Copy out the data below as written; omit any images.

### [Data for this task]
****

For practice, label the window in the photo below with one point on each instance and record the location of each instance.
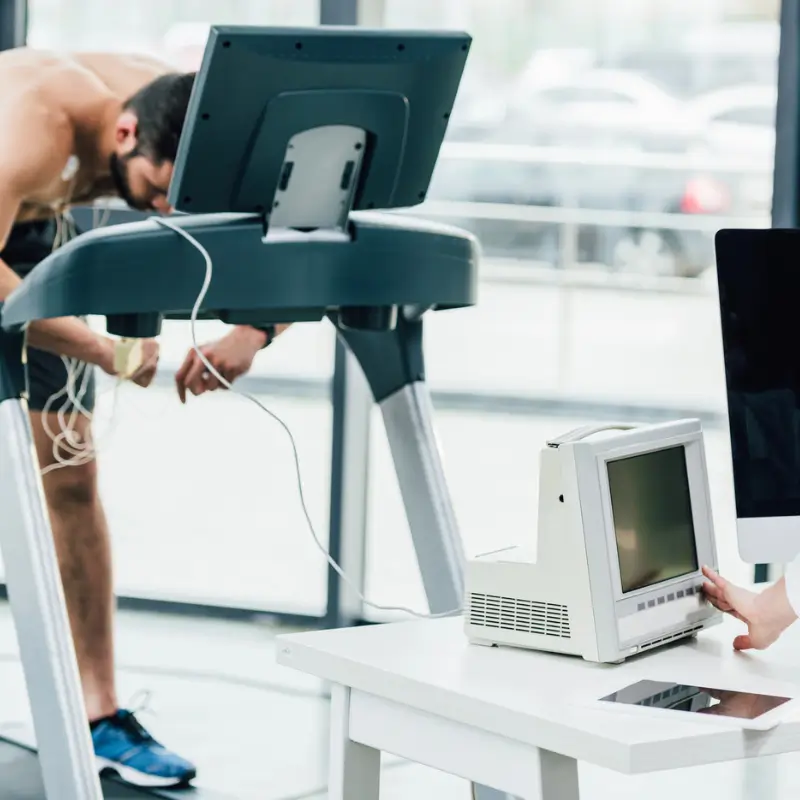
(189, 489)
(597, 293)
(761, 116)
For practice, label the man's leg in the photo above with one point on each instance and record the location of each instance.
(121, 744)
(82, 543)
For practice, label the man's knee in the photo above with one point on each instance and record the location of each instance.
(71, 487)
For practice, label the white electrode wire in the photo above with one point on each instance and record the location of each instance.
(210, 367)
(68, 450)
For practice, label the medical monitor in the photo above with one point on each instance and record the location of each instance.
(651, 511)
(758, 275)
(615, 566)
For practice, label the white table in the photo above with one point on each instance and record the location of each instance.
(513, 719)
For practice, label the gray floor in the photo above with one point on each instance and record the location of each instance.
(258, 731)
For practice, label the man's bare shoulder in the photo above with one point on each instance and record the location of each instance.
(123, 73)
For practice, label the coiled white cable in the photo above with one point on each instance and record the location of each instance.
(210, 367)
(69, 449)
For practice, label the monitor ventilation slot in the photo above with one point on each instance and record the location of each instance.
(671, 637)
(523, 616)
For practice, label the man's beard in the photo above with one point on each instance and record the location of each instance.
(119, 174)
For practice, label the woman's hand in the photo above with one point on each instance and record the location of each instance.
(767, 614)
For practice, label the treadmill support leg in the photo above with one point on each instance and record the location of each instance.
(393, 365)
(392, 361)
(38, 606)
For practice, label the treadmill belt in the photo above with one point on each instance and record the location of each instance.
(21, 779)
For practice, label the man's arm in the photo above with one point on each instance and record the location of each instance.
(67, 336)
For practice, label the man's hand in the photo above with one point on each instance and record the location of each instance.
(767, 615)
(147, 371)
(231, 356)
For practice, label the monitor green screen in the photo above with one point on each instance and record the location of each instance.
(652, 510)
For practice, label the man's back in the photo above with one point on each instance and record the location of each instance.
(51, 107)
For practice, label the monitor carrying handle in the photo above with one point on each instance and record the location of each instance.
(585, 431)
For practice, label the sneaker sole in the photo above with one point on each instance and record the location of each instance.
(142, 779)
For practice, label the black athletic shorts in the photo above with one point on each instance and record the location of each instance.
(28, 244)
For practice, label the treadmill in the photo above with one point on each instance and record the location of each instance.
(296, 146)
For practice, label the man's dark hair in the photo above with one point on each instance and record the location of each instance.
(160, 108)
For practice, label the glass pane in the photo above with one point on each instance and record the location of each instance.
(595, 149)
(202, 499)
(175, 30)
(492, 465)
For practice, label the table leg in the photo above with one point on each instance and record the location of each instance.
(354, 769)
(558, 778)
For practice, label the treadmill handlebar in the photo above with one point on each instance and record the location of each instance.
(143, 268)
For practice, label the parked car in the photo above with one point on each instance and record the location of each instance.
(544, 179)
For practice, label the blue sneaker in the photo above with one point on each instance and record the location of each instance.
(123, 746)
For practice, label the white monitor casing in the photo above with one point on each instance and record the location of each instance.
(563, 593)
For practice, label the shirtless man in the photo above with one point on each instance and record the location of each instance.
(72, 129)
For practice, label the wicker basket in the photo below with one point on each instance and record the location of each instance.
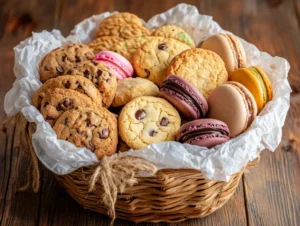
(169, 196)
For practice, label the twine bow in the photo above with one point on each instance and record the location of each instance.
(115, 175)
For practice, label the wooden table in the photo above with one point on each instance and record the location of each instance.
(268, 195)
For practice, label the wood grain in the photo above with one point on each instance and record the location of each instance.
(270, 192)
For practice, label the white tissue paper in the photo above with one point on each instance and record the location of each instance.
(217, 163)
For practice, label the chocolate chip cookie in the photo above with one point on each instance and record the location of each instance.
(172, 31)
(102, 77)
(61, 59)
(147, 120)
(203, 68)
(130, 88)
(105, 43)
(93, 128)
(122, 18)
(57, 101)
(153, 58)
(76, 82)
(127, 48)
(125, 31)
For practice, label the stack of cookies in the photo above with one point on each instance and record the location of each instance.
(131, 87)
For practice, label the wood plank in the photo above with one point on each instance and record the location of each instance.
(272, 190)
(18, 19)
(55, 202)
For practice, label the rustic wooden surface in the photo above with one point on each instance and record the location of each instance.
(267, 195)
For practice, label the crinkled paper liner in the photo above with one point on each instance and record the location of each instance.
(218, 163)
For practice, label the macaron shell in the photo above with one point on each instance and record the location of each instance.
(116, 59)
(120, 74)
(267, 82)
(249, 79)
(209, 140)
(239, 47)
(228, 105)
(222, 44)
(250, 101)
(200, 124)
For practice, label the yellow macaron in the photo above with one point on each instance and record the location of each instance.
(257, 82)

****

### [Answer to the exercise]
For practice, label the window in the photo below with one point on each instance and record the location of each instance.
(189, 489)
(597, 293)
(761, 116)
For practice, label the man's leg in the photo above with one point on each instance and record the location of each instance.
(121, 744)
(82, 543)
For practice, label the man's knee in the photo above with one point on each instance and record the location of each instance.
(71, 487)
For practice, label the white electrode wire in the photo above with one point on each instance and record the location of each instance.
(210, 367)
(68, 450)
For practice, label the medical monitor in the photo above with one point on each instance and record the location of each instance.
(651, 511)
(758, 275)
(615, 566)
For practice, label the white table in the photo above with one point on each instance and record the location of each instance.
(513, 719)
For practice, label the gray floor in the photo above with one point on each instance and record the location of each instance.
(258, 731)
For practice, label the man's bare shoulder in the photo above with one point on each instance and record the location of each instance.
(123, 73)
For practice, label the coiled white cable in the photo above with one point on each instance and record the location of each instance.
(210, 367)
(69, 449)
For practice, label the monitor ventilation slot in the photo above with one point on each instance and record the location of each instance.
(671, 637)
(523, 616)
For practice, label the man's beard in the photo above with one point on each instance and record the location of each instance.
(119, 174)
For practice, label the woman's hand in the photo above with one point on each instance and record the location of each instance.
(767, 614)
For practice, label the treadmill support leg in the photo above with one point on each instance and record the location of each instance.
(393, 365)
(392, 361)
(38, 606)
For practice, label the treadmill belt in the photo above with one point on each instance and record the location of each instance.
(21, 779)
For practice, label the man's arm in the photo above with one point on each instance and record the location of each instance.
(67, 336)
For practice, label the man's hand in the photo above with one point on each instance and record the location of each instance.
(767, 615)
(147, 371)
(231, 356)
For practice, label the monitor green screen in the photo above with one point on each instance and record the location of each instance.
(652, 510)
For practice, label the man's back in the photo above with one point on each instance and record the location of each instance.
(51, 107)
For practice, label the monitor carrying handle in the photo above with one point on each instance and record the location of each instance.
(585, 431)
For practice, label the sneaker sole in the photo above with one point on each instance and record the location of each instance.
(142, 779)
For practice, label the black athletic shorts in the photo above with one point on each instance and record the location of each instance.
(28, 244)
For practice, label the treadmill in the photo above with one point on each instance and record the location of each instance.
(296, 146)
For practice, label the man's dark hair in the photo above with one point on each instance and record the location of each instance.
(160, 108)
For practice, label the glass pane in the photo above with one point on each instance and record the location of each instance.
(595, 149)
(202, 499)
(175, 30)
(492, 465)
For practice, label the table leg in the photo above with one point on each instance and record the location of each instance.
(354, 769)
(558, 778)
For practice, label the treadmill handlebar in the photo above with one point on each instance and record the location of each instance.
(143, 268)
For practice, label the parked car in the photo above with one point on each instance and record the location of each instance.
(544, 179)
For practice, label the blue sneaker in the photo above with one point on each instance and record the location of each instance.
(123, 746)
For practice, label the white monitor casing in the photo above with one point on each instance and record the location of each instance.
(563, 593)
For practice, label the shirtless man in the photo above with one point on each instance and record the location of each instance.
(72, 129)
For practice, label the wicker basket in the photo below with one point on each instance and record the location of each instance.
(169, 196)
For practice, label the twine bow in the photo above with one point on each instance and record the location of each instance.
(115, 175)
For practice, label the wooden table in the photo above with one point on each instance and record the location of each instance.
(268, 195)
For practice, label the wood grain in the photo above with one point on each instance and record the location of each instance.
(270, 192)
For practice, label the white tissue paper in the photo above with one point on each instance and record the location of each instance.
(217, 163)
For practice, label the chocolate chip cookie in the photo above with one point on each instance and record the location of each instance.
(172, 31)
(102, 77)
(61, 59)
(147, 120)
(203, 68)
(130, 88)
(105, 43)
(93, 128)
(122, 18)
(57, 101)
(153, 58)
(76, 82)
(127, 48)
(125, 31)
For practice, label the stack of cookies in the photo above with one point on each instance and record the location of each instance.
(131, 87)
For practice, label the wood plank in the photo above with one point on each instance and record the location of each instance.
(272, 190)
(18, 19)
(55, 202)
For practice, label the rustic wooden surface in the photo above with one point on each instance and record the location of each instance.
(267, 195)
For practice, label the crinkled paper liner in the photo above with one point on each instance and record the location of each instance.
(218, 163)
For practice, label the macaron shell in the photo above with one point on each instance and record the location of each instance.
(116, 59)
(120, 74)
(267, 82)
(249, 79)
(209, 140)
(239, 47)
(228, 105)
(222, 44)
(250, 101)
(200, 124)
For practice, label the yellow macaron in the photo above with one point on each instance and record the location of each instance.
(257, 82)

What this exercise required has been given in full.